***** Exercise material *****
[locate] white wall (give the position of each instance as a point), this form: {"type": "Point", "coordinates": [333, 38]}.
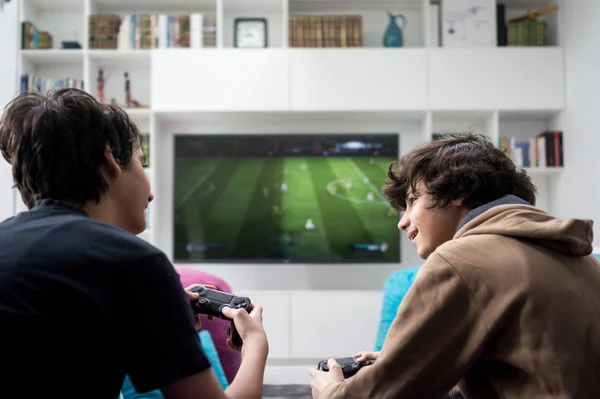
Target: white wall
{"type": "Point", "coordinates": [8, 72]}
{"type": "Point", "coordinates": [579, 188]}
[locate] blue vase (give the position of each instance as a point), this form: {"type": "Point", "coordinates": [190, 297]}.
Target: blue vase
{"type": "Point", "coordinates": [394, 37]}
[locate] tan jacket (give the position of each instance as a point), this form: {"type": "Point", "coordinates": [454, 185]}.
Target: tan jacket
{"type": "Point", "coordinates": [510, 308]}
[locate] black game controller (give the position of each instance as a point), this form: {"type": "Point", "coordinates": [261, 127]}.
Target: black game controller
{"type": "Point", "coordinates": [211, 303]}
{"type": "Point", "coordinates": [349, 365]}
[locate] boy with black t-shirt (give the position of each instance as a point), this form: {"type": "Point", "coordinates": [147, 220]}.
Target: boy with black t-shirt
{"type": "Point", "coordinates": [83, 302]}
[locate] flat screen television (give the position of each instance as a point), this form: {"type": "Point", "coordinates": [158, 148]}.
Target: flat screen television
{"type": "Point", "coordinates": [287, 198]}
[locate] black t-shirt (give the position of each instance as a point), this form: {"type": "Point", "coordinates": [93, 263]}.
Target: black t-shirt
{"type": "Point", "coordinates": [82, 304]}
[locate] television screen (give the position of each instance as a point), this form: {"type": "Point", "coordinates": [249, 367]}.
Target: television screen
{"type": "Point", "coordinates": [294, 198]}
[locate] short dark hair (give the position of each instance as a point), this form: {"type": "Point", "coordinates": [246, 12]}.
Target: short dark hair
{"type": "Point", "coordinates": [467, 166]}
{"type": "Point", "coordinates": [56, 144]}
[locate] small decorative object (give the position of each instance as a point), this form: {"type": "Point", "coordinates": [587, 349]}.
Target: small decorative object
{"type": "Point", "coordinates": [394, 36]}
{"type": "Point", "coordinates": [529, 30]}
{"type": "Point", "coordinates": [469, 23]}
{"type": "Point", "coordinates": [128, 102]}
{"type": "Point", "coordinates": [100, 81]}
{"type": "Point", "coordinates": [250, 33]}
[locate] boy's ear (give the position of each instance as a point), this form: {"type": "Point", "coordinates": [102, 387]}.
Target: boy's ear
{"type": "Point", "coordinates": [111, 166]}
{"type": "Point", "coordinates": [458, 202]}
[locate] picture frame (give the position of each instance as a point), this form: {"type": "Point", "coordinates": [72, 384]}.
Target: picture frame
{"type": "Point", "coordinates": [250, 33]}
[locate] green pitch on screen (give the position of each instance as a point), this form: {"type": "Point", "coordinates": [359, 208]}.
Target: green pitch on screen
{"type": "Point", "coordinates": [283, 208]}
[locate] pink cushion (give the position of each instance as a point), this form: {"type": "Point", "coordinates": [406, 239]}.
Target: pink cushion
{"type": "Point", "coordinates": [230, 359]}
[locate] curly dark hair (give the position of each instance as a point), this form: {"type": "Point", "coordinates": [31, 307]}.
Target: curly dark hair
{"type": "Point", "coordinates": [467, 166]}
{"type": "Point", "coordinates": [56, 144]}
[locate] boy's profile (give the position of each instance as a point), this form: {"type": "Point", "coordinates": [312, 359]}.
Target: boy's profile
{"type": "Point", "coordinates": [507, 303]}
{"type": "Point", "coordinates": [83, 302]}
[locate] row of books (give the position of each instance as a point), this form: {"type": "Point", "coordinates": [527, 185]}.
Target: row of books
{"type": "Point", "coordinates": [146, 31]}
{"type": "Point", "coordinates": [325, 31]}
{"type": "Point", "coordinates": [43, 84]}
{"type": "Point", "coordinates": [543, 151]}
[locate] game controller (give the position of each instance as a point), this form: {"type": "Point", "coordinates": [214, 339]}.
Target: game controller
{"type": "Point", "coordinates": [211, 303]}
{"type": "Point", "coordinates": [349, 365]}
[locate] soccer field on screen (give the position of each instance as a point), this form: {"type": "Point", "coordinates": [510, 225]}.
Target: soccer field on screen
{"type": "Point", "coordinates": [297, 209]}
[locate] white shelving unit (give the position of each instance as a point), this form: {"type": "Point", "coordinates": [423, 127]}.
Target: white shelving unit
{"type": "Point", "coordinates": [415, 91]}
*****
*Problem statement*
From the data above, reproduce word for word the lines running from the line with "Target: boy's profile" to the line with "[locate] row of", ends included.

*Your solution*
Target: boy's profile
{"type": "Point", "coordinates": [507, 303]}
{"type": "Point", "coordinates": [83, 302]}
[locate] row of books (give the position of each instance as a point), this form: {"type": "Point", "coordinates": [527, 185]}.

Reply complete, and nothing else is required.